**** The records ****
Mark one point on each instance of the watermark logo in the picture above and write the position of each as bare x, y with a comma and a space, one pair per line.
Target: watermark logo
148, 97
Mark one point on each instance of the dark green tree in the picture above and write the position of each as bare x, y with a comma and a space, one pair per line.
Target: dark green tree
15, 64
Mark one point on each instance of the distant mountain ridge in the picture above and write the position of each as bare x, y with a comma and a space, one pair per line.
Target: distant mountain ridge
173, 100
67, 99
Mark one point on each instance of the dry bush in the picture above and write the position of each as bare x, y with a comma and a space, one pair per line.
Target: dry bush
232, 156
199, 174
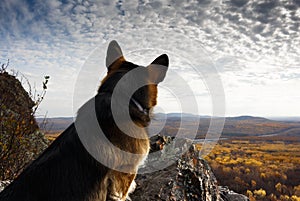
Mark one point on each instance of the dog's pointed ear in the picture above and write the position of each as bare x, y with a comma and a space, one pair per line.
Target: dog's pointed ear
158, 69
114, 54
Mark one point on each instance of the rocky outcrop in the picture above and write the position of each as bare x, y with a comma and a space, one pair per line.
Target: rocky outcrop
188, 178
20, 138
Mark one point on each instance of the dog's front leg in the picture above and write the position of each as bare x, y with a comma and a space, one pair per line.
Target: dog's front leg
120, 185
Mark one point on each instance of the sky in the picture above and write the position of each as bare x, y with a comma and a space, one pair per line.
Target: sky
233, 57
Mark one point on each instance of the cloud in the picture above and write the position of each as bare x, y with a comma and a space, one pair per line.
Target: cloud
243, 38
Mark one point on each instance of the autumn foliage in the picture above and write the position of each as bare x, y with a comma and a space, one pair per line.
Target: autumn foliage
261, 168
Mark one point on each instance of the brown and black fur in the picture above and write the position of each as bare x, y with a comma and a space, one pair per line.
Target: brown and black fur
67, 172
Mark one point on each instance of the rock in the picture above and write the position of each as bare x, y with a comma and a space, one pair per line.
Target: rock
20, 138
3, 184
229, 195
177, 176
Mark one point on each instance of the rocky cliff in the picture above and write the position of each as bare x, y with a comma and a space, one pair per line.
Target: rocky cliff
20, 138
188, 178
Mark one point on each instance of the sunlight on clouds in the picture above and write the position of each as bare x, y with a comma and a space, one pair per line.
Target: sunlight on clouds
254, 45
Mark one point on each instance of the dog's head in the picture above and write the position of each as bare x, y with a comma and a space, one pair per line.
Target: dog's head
144, 98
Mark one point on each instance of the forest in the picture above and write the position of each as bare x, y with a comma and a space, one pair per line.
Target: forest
263, 168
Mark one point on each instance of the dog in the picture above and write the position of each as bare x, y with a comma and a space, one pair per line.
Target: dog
68, 170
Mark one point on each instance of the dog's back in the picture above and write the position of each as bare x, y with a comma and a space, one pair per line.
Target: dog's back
67, 171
****
* Work instructions:
Reproduce the records above exactly, excluding every picture.

* Written solution:
Mark one point on each instance of the watermark logo in the picture above and write the position of each as bare x, y with a comma and a space, one pair per line.
Target: watermark logo
148, 97
Mark one point on each instance of the dark green tree in the picture above and write the position of each as bare x, y with a comma and a space, one pair per line.
Target: dark green tree
15, 64
Mark one point on each instance of the distant mountain ridge in the picture above and write the position of each as bare x, y with a comma and a space, one pair per line.
Target: distant mountain ridge
173, 100
67, 99
Mark one point on each instance of the dry bush in the picture above and write the position of each as bare x, y with a comma and a space, one pair per line.
Target: dry bush
232, 156
199, 174
Mark one point on each instance of the dog's pointed ear in the picture above and write the position of each as bare x, y with a comma and a space, one pair per line.
Target: dog's pointed ear
158, 69
114, 54
Mark one point on each instance of the rocky outcrop in the picture above and write the position of each as bare x, y with a comma and a space, one pair per line.
Target: rocky outcrop
188, 178
20, 138
Mark one point on each instance of the dog's front leg in the picture above and write the position of each as bare x, y with a comma and a space, one pair per line.
Target: dog's front leg
120, 185
Mark one point on each instance of the sky in the picture above and write the position of each as bare x, y with a comma and a space, one pair per line.
Target: sky
233, 57
Mark one point on each instance of the cloud in the picture above and write the position of each as bare x, y with a comma and a space, one pair per line.
Target: cloud
243, 38
Mark one point on each instance of the autumn foliage in the picture above and write the position of each as bare x, y with a comma and a space, one pair per line.
Target: autumn foliage
261, 168
Mark one point on each instance of the brown and black fur in the picture above and write the position of each as bare x, y with a comma and a space, one pair per line.
Target: brown and black fur
67, 172
Mark one point on each instance of the rock in the picture above and write the position of each as bare x, y with a comma and a space, one pair per line.
Target: rock
20, 138
3, 184
229, 195
177, 176
Mark one point on each instance of the rocky cliff in the picture above and write the position of each as bare x, y with a comma and a space, one pair per line.
Target: rocky cliff
20, 138
188, 178
Mark one point on each instance of the sunlight on clouds in the picture above and write the position of each as bare x, y with a comma and a space, one pair per line.
Target: sunlight on clouds
254, 45
Mark one point on each instance of the dog's head in the picture above and write the position of each as bare x, y with a comma and a space, one pair per line.
Target: dog's head
144, 98
Mark one point on each instance of the forest in the picture above and write the position of each as bare x, y with a comma and a space, one pair per line.
Target: forest
263, 168
Mark one point on each instance of the dog in the picture above and write the position of each as bare x, y with a comma and a space, one pair per line.
Target: dog
68, 170
Mark one point on each instance of the dog's back in the picture above and write the position of each as bare x, y with a comma and a space, one pair per line.
Target: dog's back
67, 171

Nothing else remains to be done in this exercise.